TASK GOAL –
Starting at the line that has "Practice step: put one dot on the gantry" and continuing through the end of the data, rewrite those lines with "paved roadway" changed to "paved road". Leave everything else as it is.

DATA FOR THIS TASK –
━━━━━━━━━━

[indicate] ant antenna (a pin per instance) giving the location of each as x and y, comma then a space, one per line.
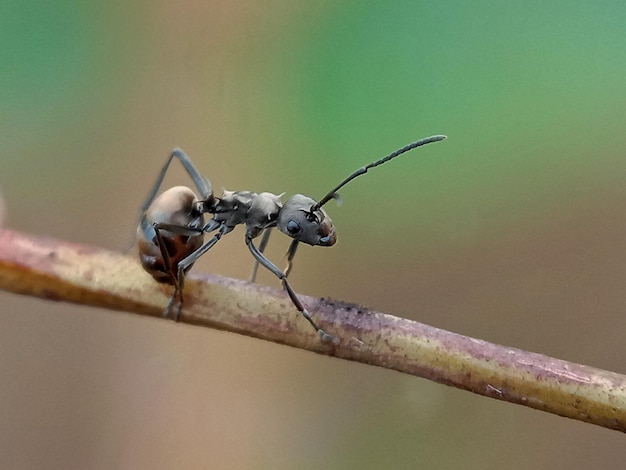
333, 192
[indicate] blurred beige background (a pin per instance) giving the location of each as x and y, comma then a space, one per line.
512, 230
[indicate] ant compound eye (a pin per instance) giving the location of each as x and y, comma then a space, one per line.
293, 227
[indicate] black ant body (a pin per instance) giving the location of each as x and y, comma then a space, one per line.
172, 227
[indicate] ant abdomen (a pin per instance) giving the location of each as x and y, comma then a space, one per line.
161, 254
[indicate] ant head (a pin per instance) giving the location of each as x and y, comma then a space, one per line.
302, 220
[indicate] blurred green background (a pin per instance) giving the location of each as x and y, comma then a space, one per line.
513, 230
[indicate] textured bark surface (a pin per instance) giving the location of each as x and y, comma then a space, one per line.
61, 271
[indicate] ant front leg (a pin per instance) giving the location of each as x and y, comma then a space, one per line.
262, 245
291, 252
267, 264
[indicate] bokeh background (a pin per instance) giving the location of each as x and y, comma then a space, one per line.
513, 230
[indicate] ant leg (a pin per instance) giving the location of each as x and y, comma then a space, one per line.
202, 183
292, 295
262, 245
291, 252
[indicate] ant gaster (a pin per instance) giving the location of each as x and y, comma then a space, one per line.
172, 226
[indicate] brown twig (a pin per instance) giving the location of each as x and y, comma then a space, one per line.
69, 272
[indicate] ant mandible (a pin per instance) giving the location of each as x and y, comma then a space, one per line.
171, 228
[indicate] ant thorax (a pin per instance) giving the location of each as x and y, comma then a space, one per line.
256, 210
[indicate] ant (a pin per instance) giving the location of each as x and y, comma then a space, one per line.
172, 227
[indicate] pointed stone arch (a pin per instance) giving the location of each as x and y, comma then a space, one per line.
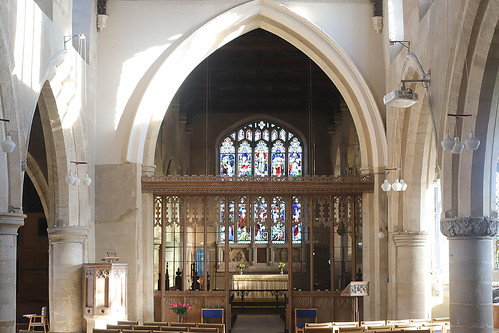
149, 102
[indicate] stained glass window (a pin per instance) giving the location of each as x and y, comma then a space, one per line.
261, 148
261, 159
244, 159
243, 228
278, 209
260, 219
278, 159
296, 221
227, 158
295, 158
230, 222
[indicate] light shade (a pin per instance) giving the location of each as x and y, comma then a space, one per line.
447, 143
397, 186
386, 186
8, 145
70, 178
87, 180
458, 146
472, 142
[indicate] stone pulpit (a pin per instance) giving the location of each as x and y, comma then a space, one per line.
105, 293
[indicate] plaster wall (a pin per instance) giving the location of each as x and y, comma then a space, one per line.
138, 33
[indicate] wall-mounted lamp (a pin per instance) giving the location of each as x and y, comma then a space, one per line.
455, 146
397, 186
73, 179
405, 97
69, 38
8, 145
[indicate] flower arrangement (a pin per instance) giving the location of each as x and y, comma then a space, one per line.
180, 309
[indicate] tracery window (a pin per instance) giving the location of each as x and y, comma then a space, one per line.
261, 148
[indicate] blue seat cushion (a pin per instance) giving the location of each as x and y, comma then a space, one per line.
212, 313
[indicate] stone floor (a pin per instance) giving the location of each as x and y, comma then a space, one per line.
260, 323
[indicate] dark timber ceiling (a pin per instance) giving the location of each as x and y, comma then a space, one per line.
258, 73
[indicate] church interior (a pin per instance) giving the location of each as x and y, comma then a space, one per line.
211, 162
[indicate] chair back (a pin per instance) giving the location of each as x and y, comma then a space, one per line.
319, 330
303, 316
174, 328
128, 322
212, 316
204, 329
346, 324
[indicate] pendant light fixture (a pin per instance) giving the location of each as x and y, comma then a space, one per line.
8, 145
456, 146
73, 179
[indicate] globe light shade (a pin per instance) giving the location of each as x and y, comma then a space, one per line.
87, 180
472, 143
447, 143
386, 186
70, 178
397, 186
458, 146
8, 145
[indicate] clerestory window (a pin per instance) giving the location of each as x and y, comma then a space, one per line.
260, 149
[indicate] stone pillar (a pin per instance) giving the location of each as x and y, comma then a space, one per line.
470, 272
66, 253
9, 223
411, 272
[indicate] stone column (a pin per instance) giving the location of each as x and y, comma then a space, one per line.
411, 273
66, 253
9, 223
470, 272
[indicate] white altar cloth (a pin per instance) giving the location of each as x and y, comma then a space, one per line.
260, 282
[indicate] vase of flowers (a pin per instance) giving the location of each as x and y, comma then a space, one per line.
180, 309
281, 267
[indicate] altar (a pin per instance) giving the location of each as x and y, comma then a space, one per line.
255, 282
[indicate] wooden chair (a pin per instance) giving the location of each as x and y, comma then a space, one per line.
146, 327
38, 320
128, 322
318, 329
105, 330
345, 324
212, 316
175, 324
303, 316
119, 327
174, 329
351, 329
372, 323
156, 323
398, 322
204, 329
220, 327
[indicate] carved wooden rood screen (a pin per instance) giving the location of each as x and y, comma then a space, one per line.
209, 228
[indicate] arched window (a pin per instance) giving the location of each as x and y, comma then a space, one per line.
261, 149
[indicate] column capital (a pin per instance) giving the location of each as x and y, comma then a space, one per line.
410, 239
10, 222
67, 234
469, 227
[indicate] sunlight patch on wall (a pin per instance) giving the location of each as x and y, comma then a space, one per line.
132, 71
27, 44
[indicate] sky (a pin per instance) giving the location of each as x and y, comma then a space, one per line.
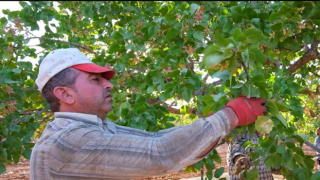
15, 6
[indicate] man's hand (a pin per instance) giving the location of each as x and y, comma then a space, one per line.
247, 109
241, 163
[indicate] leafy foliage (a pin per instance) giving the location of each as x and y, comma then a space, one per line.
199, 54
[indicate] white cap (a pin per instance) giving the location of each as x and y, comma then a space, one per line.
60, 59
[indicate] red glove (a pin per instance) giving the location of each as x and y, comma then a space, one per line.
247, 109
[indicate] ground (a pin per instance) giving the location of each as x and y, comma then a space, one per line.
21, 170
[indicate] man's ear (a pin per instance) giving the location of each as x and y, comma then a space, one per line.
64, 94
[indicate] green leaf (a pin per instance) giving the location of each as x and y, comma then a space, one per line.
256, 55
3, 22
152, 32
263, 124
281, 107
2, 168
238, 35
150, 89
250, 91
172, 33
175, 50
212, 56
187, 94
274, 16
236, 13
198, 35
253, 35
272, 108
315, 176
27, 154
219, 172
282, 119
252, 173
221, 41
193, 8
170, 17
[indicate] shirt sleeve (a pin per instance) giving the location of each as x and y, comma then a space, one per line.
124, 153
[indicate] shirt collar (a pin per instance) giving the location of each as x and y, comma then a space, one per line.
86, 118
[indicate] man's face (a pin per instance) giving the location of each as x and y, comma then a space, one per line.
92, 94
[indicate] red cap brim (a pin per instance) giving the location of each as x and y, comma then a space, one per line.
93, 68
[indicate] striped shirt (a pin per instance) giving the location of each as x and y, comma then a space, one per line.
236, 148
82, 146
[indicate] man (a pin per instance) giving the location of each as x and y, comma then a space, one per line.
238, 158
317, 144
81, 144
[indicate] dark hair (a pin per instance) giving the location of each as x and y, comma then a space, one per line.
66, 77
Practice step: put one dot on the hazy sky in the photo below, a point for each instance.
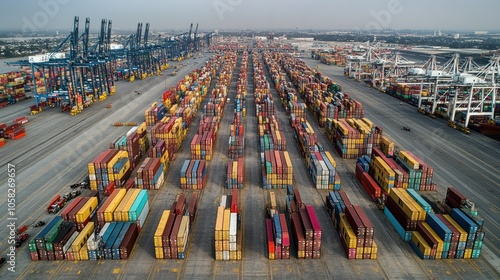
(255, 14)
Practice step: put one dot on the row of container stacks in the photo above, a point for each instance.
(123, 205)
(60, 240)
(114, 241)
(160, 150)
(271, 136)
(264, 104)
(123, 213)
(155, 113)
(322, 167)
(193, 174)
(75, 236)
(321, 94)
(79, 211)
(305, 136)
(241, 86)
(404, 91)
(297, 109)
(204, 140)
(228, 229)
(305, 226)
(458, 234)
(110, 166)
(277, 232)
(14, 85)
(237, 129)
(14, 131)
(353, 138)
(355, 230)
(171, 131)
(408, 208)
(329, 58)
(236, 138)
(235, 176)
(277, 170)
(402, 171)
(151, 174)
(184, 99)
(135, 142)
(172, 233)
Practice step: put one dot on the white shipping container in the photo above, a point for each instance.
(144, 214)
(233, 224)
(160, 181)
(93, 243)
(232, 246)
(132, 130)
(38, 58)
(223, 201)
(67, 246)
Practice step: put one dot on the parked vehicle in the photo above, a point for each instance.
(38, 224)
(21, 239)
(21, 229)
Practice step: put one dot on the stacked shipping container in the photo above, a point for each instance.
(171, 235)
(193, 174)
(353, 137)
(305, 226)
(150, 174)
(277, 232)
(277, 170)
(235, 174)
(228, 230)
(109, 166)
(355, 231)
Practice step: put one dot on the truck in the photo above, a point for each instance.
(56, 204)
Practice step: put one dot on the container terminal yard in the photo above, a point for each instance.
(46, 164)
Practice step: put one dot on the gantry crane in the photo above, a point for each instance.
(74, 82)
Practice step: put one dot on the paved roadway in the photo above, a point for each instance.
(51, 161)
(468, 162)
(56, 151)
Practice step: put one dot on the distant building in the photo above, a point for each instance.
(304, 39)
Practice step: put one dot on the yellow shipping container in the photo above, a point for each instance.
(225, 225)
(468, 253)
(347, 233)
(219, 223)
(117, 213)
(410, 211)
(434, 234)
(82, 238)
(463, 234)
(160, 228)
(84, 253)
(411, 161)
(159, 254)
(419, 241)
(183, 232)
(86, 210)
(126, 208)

━━━━━━━━━━

EXPECTED OUTPUT –
Practice step: put one dot on the gantry crane in the photo above, a point for each instance.
(74, 82)
Practice step: put one dot on the paved road in the photo above, a point for each instance.
(51, 161)
(468, 162)
(56, 151)
Practice step: put one dot on the distant building in the photo above, a point for each instance.
(304, 39)
Practice step: put one dot on the yellow shipping container in the photo above, a point for each instance.
(225, 225)
(468, 253)
(347, 233)
(219, 223)
(117, 213)
(410, 211)
(434, 234)
(82, 238)
(463, 234)
(160, 228)
(84, 253)
(411, 161)
(159, 254)
(419, 241)
(183, 232)
(86, 210)
(126, 208)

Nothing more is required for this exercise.